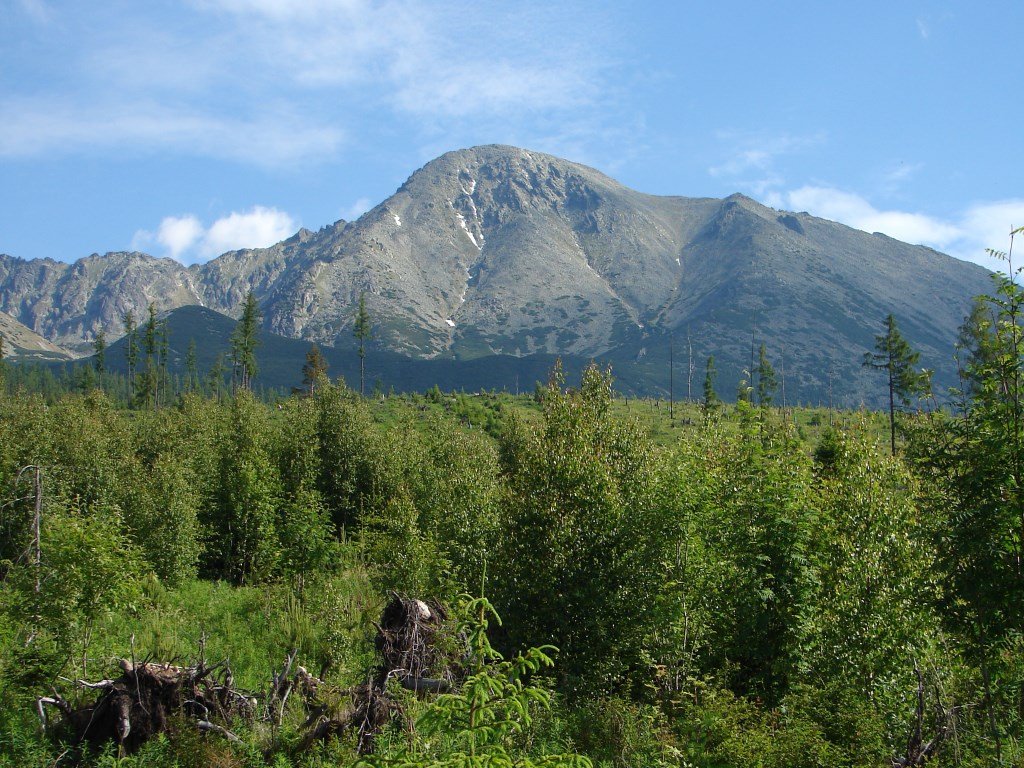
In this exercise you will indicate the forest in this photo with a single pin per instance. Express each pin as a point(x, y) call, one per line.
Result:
point(332, 579)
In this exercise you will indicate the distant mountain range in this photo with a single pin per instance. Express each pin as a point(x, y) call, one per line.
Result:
point(22, 343)
point(500, 251)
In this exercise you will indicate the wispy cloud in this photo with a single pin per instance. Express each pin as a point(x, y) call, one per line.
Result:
point(273, 82)
point(965, 236)
point(185, 239)
point(752, 161)
point(38, 10)
point(64, 125)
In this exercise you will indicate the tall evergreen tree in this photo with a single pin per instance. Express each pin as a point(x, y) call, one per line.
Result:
point(894, 355)
point(99, 348)
point(245, 341)
point(131, 349)
point(192, 367)
point(767, 385)
point(215, 379)
point(361, 330)
point(711, 399)
point(146, 392)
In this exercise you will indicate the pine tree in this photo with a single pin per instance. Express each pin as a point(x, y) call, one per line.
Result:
point(361, 330)
point(192, 367)
point(99, 347)
point(766, 379)
point(710, 396)
point(215, 379)
point(147, 385)
point(315, 367)
point(131, 349)
point(894, 355)
point(245, 340)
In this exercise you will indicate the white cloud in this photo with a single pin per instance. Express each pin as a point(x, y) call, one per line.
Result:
point(178, 233)
point(965, 236)
point(184, 238)
point(256, 228)
point(752, 161)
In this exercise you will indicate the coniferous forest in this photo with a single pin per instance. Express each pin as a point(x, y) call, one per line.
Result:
point(209, 579)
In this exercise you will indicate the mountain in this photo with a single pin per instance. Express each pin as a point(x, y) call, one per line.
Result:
point(20, 343)
point(281, 359)
point(496, 250)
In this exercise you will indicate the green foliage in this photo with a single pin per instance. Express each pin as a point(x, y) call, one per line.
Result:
point(871, 617)
point(894, 355)
point(582, 538)
point(483, 723)
point(244, 543)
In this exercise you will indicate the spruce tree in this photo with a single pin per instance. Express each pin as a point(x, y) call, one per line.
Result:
point(894, 355)
point(192, 367)
point(131, 349)
point(766, 379)
point(245, 340)
point(99, 347)
point(710, 396)
point(361, 330)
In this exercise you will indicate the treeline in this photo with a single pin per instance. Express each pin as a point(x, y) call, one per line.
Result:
point(739, 598)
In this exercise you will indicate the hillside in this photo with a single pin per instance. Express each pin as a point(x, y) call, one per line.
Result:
point(20, 343)
point(500, 251)
point(281, 360)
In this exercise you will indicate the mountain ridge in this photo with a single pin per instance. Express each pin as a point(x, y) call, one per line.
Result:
point(496, 250)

→ **Problem**
Print out the entries above word for word from the first line to the line containing "In this exercise you will indicate the wispy", both included, omitting the pictures.

→ **Finished exercise**
In this exercise you will indicate the forest in this photo with a single pin per instance. Express each pin as a point(x, y) call, one per line.
Result:
point(332, 579)
In this exercise you will indicate the distant mountain range in this photo with a single pin per instance. Express each pin as a point(x, y) call, one per line.
Result:
point(22, 343)
point(500, 251)
In this exercise you will indicate the wispy cloud in this photo with a single pin per instance. Express each pin as a point(x, y) call, one per line.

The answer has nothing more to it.